═══ Excerpted text
The Human Genome Project


A man went to church for confession and confessed the most absurd of sins. The priest who had spent most of the morning listening to the vile nature of humans was irritated at this man before him. The man sensing the priest’s discomfort said to him “Father, you may be irritated with me but just like I need you, you also need me otherwise whose confession will you hear?” going a step further he said, “God also needs me like I need him, otherwise who will pray to him?” Yes, God needs us humans otherwise who will admire his creation? 

A cell is tiny, about one tenth of a millimeter in size and can only be seen through a microscope and inside this cell is a nucleus which houses the DNA, so how did we decode that DNA is the seed of life? It has been a long journey from theories to discoveries to finally identifying and mapping the sequence of close to 3 billion base pairs of the human genome. 

The Human Genome Project, initiated in 1990 and completed in 2003, unraveled the sequence of nearly three billion base pairs in human DNA. On June 20, 2000, then U.S. President Bill Clinton remarked, "Without a doubt, this is the most important, most wondrous map ever produced by humankind." Perhaps the creator was watching with a smile on his face and proud of his creation.
══════
═══ Exercise data
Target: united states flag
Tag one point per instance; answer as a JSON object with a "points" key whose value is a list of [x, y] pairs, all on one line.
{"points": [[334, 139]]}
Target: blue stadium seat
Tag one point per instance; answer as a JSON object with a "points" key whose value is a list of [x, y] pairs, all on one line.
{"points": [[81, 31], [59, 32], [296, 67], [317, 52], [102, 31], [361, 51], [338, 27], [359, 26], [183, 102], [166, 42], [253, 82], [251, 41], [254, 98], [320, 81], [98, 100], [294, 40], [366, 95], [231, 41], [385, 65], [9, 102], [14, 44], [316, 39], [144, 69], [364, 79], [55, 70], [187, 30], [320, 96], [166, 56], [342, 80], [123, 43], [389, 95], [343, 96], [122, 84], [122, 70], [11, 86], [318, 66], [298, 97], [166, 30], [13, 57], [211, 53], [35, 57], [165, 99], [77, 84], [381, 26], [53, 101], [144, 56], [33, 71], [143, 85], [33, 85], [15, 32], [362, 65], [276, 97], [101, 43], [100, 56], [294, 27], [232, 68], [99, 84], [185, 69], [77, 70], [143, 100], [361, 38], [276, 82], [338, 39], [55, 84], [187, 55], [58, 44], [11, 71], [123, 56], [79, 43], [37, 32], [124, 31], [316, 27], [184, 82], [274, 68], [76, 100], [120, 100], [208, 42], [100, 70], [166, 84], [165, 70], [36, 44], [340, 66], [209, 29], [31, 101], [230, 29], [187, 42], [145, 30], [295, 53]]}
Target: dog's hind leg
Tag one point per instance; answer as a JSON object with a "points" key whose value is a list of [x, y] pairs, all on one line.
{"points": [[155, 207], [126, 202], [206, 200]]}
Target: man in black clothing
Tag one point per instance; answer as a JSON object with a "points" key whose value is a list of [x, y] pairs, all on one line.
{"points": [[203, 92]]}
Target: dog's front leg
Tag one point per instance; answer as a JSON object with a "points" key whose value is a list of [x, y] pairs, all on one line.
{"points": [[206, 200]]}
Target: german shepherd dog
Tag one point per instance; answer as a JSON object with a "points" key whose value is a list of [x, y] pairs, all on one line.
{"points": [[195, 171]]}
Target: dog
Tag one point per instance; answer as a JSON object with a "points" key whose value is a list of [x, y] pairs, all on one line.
══════
Rewrite the Human Genome Project passage starting at the words "A cell is tiny, about" and stopping after "of his creation.", with "microscope" replaced by "magnifying lens".

Finished exercise:
A cell is tiny, about one tenth of a millimeter in size and can only be seen through a magnifying lens and inside this cell is a nucleus which houses the DNA, so how did we decode that DNA is the seed of life? It has been a long journey from theories to discoveries to finally identifying and mapping the sequence of close to 3 billion base pairs of the human genome. 

The Human Genome Project, initiated in 1990 and completed in 2003, unraveled the sequence of nearly three billion base pairs in human DNA. On June 20, 2000, then U.S. President Bill Clinton remarked, "Without a doubt, this is the most important, most wondrous map ever produced by humankind." Perhaps the creator was watching with a smile on his face and proud of his creation.